[What needs to be done]:
Print the listing in its entirety and exactly, leaving out images.

[Data to use]:
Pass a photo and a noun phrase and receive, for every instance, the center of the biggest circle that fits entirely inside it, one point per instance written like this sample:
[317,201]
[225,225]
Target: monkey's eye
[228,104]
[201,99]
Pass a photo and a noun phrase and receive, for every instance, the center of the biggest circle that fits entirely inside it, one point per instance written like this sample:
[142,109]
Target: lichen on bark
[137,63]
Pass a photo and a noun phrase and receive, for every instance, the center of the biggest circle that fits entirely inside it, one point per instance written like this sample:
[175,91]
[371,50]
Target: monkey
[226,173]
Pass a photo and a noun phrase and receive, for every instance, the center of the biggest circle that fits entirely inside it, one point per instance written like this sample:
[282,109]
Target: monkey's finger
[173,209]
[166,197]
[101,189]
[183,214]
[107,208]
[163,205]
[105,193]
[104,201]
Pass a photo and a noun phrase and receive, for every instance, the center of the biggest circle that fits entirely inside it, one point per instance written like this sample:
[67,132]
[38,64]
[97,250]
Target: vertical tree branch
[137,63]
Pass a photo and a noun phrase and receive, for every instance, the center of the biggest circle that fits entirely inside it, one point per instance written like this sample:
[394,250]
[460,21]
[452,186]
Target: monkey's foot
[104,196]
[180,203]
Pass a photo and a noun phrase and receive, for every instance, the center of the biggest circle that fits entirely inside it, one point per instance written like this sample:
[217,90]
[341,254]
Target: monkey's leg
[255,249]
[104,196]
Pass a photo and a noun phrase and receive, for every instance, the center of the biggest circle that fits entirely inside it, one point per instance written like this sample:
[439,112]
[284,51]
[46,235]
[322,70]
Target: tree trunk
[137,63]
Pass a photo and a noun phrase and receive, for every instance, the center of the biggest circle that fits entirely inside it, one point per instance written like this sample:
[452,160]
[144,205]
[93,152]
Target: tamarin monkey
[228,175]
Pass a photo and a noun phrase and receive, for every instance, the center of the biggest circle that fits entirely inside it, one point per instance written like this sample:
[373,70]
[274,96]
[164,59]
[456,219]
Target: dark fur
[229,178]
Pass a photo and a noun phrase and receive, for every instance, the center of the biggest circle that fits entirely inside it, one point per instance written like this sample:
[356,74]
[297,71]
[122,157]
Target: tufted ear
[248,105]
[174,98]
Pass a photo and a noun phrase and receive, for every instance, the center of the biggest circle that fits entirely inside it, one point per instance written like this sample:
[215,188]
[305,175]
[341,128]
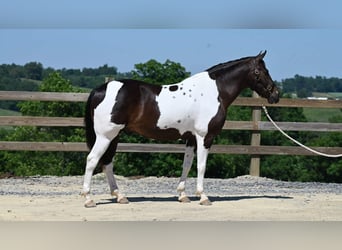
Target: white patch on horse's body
[102,113]
[186,108]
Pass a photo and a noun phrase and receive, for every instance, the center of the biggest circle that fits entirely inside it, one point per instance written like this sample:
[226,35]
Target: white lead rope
[297,142]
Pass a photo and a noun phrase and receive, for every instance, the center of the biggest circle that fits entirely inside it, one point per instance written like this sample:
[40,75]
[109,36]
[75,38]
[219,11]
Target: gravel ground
[72,185]
[245,198]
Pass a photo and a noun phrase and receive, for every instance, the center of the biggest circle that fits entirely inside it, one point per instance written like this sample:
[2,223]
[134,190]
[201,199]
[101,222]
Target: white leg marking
[99,148]
[202,154]
[114,190]
[187,162]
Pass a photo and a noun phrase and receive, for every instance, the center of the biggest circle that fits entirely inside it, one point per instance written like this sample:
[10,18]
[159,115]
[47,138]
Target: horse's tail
[89,122]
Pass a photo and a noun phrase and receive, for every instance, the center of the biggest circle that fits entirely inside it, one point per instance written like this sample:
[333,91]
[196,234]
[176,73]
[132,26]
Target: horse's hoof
[89,204]
[123,200]
[205,202]
[184,199]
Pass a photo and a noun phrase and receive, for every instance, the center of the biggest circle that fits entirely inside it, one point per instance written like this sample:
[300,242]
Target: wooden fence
[255,126]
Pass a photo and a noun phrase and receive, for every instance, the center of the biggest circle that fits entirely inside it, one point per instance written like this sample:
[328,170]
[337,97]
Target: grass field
[320,115]
[6,112]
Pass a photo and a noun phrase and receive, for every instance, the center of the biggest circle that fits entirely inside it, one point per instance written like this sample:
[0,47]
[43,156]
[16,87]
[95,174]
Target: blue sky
[301,37]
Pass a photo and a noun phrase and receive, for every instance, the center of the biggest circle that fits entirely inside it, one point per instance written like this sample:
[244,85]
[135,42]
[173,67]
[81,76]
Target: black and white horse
[193,110]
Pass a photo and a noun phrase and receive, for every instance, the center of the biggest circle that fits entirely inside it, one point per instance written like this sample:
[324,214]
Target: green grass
[332,95]
[320,114]
[6,112]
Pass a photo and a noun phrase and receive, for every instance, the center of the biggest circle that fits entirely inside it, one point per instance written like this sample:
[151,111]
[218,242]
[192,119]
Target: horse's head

[Correct response]:
Pass a photo and a noun phrase and receive, for every instance, the center of the biggest circle that fits entirely inside it, one point per instance written like this sample:
[317,201]
[225,225]
Target: monkey's eye
[228,104]
[201,99]
Pass a photo and a noun phrase and receive, for every instance, the center of the biggest circle that fits entirely inside it, one point per instance written like this sample:
[142,109]
Target: lichen on bark
[137,63]
Pass a photo and a noun phrase and receive, for every instance, the center of the biggest circle that fits entirely inside it, one point per instance written like this sample:
[175,91]
[371,50]
Target: monkey
[226,173]
Pass a photo and a noun phrase and receive, for every instance, the center of the biggest circle that fits entirely inside it, one point per instance written like this sample:
[282,109]
Target: monkey's finger
[173,209]
[166,197]
[101,189]
[183,214]
[107,208]
[163,205]
[105,193]
[104,201]
Pass a photo and a noun phrase and receive, for every instance, the center of the biggest circle that fits entirely inside it, one point per instance written like this sample:
[67,132]
[38,64]
[97,250]
Target: vertical tree branch
[137,63]
Pass a photo and a noun phrase and receive, for every instance, the center of the biggest circle that fits entirely inside it, one point per instance written like this sample:
[394,250]
[460,21]
[452,186]
Target: monkey's foot
[104,196]
[180,203]
Pass a photo and a noun phrase and receive, for every instance, the center of the biggest circle that fits entirely inside it, one point per instance written like this sample:
[217,90]
[341,254]
Target: monkey's leg
[255,249]
[104,196]
Pass a photo and a noun phrase and receive, for every instance, the center of the biggest circle that fits entirely inside it, one point per instance written like this sample:
[439,112]
[284,51]
[46,235]
[322,70]
Target: tree trunk
[137,63]
Pass a photo and a noun phrase and receive, for every instance, the center of the biggest circle that fits entirely inside it, one point per instance written like this sample:
[452,160]
[144,205]
[93,152]
Target: tamarin monkey
[228,175]
Pass a photo and a noun phrase and receive, for every instance, the center of the biggest circle that fits entirely inside it, one point per instance written like this sample:
[373,70]
[274,96]
[164,59]
[456,219]
Target: dark fur
[229,178]
Pass a photo and a noun phrase and receive, for every instance, the center of the biggest circle that fits entirely inside it, one point per instance written like this sample:
[356,74]
[297,71]
[122,157]
Target: tufted ear
[248,105]
[174,98]
Pass a photo and a noun phrase and receive, for every instance, the center of the biggest circle that fits entirely inside it, one point per instance written like this sample:
[215,188]
[305,175]
[341,128]
Target: white patch on horse's body
[102,113]
[186,108]
Pass a photo and a noun phrase and receive, for every instance, the center of the biggest circle that fits entirely inside it, one point per instance written like this sample:
[226,35]
Target: white lead rope
[297,142]
Pass a photo and a noun phrase and receive, for every instance, the center of the biggest circle that fits entirely inside it, one point per instance written like this sample:
[40,75]
[109,36]
[75,38]
[219,11]
Target: gravel ground
[72,185]
[245,198]
Pass a photo and a noun phrase and receive, for every instance, the center of the biggest circle that fits entirely inside it, one point per instance written like this sample:
[2,223]
[134,190]
[201,199]
[101,222]
Target: white leg marking
[99,148]
[202,154]
[114,190]
[187,162]
Pass a photo and a noun phrase and receive, for every instance, the center of the biggest circle that fits entirely inside it, one point per instance written like this sample:
[10,18]
[159,115]
[47,138]
Target: horse's tail
[89,122]
Pass a photo and a noun phrase and receive, for every instance, the center of the biggest circle that fits entirely inside it, one point per instance written like this sample:
[333,91]
[196,234]
[176,73]
[132,26]
Target: horse's hoof
[89,204]
[123,200]
[205,202]
[184,199]
Pass a photo and a noun phrase and receive, for every instance, the center of the biggest circle that fits entirely inside it, one point per instance written like this sample:
[300,242]
Target: wooden fence
[255,126]
Pass a photo and a noun phrase and receive, for every instance, the center of the biggest circle that fits entirely inside it, one point per instance written like this sample:
[328,170]
[337,97]
Target: grass field
[320,115]
[6,112]
Pass a photo and a noun phrase and receive, for every instance, the center of the biggest circle that fits entirely inside it, one point per instance written like this sample:
[0,47]
[43,156]
[16,87]
[95,174]
Target: blue sky
[301,37]
Pass a photo and a noun phrase and receive, for every instance, the center of the biggest circle that fits entirely inside it, one point per instance written like this sample:
[244,85]
[135,42]
[173,67]
[81,76]
Target: black and white horse
[193,110]
Pass a photo and a noun phrase and receive, for every instance, the center of the biggest circle that fits entirely inside it, one point per instance written like this sample:
[324,214]
Target: green grass
[332,95]
[320,114]
[6,112]
Pass a photo and a noun phrase and receive, for every instance, the center of the biggest circle that fits entirely inside it, one point per instance written like this sample:
[151,111]
[218,242]
[192,119]
Target: horse's head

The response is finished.